*Actions to take*
1. Summarize the passage about Linda Kaufman's furniture donation in two sentences.
2. List every person mentioned by name in the passage about Linda Kaufman's furniture donation.

*Extracted text*
----

Inside the house, a replica of Andrew Jackson’s Hermitage, valuables were never cordoned off, but the collection is still a showcase of refinement, like Kaufman herself. “We always like the more sophisticated pieces,” she says. “I’m just not a very folksy person.” And yet wherever she passes in the National Gallery, curators and security guards call out to her — always “Linda.” She keeps herself done up — black pantsuit and butterfly pin — but ready for a day with art handlers, with her salt-and-pepper hair in a Tidewater-gentlelady bun.

She’s the daughter of wealthy Old Dominion philanthropists and the widow of an entrepreneur who founded the Guest Quarters hotel chain. This furniture donation may be the family’s most heroic act of hospitality. She wants everyone to see what she and George found, a treasury of historic pieces that was “one of the largest and most refined collections” in private hands, according to the gallery. And all their work to preserve these valuables was its own act of creativity and ingenuity.

----

*Supplied records*
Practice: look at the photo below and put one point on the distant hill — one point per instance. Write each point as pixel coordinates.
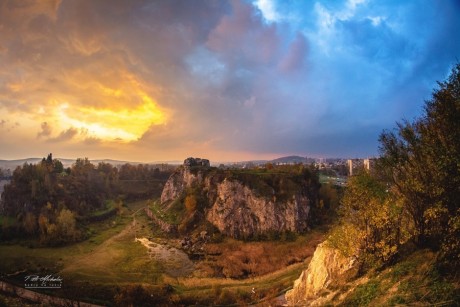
(290, 160)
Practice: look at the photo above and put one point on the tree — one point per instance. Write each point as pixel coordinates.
(66, 225)
(370, 221)
(422, 159)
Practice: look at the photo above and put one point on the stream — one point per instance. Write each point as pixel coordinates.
(174, 261)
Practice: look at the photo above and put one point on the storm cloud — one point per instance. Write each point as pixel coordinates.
(227, 80)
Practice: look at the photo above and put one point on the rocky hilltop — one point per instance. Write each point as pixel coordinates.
(327, 269)
(245, 203)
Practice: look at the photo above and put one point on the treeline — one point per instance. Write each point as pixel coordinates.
(412, 198)
(48, 201)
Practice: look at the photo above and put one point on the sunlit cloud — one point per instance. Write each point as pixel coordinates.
(163, 80)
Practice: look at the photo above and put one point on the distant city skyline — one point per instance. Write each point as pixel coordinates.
(223, 80)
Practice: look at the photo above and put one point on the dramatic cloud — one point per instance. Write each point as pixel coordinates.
(228, 80)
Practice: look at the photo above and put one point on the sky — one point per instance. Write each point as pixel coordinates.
(224, 80)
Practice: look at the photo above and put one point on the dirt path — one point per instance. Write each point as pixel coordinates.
(175, 262)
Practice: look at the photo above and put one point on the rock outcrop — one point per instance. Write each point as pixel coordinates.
(236, 207)
(239, 212)
(327, 269)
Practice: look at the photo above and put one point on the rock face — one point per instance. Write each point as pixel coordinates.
(327, 268)
(238, 210)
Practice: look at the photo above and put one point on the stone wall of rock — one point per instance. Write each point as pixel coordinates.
(237, 210)
(327, 269)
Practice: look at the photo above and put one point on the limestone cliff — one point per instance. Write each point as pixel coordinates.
(327, 269)
(239, 212)
(245, 206)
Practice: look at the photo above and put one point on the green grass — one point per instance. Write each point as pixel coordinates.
(110, 258)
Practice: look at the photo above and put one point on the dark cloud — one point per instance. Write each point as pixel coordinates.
(311, 78)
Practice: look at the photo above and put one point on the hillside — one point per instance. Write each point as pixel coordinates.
(242, 203)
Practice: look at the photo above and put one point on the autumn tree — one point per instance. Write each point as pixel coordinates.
(422, 159)
(370, 221)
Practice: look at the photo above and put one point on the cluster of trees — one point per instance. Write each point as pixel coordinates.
(414, 194)
(47, 200)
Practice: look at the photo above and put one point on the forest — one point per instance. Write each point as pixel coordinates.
(53, 203)
(411, 199)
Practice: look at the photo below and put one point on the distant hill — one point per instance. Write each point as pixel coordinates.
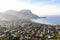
(17, 15)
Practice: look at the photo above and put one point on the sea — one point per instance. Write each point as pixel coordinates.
(53, 19)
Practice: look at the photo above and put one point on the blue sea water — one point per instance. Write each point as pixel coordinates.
(48, 20)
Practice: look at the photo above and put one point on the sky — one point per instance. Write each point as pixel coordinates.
(38, 7)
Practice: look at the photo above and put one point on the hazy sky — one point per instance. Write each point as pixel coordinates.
(39, 7)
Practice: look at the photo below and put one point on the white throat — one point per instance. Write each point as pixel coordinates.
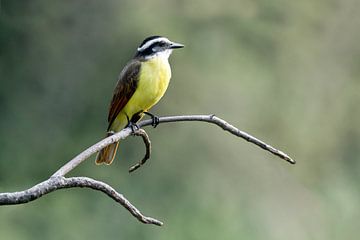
(164, 55)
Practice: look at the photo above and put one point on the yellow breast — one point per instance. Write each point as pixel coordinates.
(154, 79)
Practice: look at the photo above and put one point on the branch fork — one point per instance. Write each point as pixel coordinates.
(59, 181)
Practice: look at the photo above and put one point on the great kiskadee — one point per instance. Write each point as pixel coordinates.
(141, 84)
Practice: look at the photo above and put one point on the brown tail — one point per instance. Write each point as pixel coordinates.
(107, 154)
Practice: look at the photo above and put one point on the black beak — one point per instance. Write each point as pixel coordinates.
(176, 45)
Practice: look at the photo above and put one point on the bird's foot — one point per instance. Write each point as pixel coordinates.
(134, 127)
(155, 119)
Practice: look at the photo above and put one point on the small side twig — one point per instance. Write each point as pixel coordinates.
(55, 183)
(146, 139)
(59, 181)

----

*Response list*
1. Linda Kaufman, the daughter of wealthy philanthropists and the widow of the founder of the Guest Quarters hotel chain, keeps a refined furniture collection in a replica of Andrew Jackson's Hermitage and is greeted as "Linda" by curators and security guards at the National Gallery. Through her furniture donation, she wants everyone to see the historic pieces she and George found, which the gallery calls one of the largest and most refined collections in private hands.

2.
- Andrew Jackson
- Linda Kaufman
- George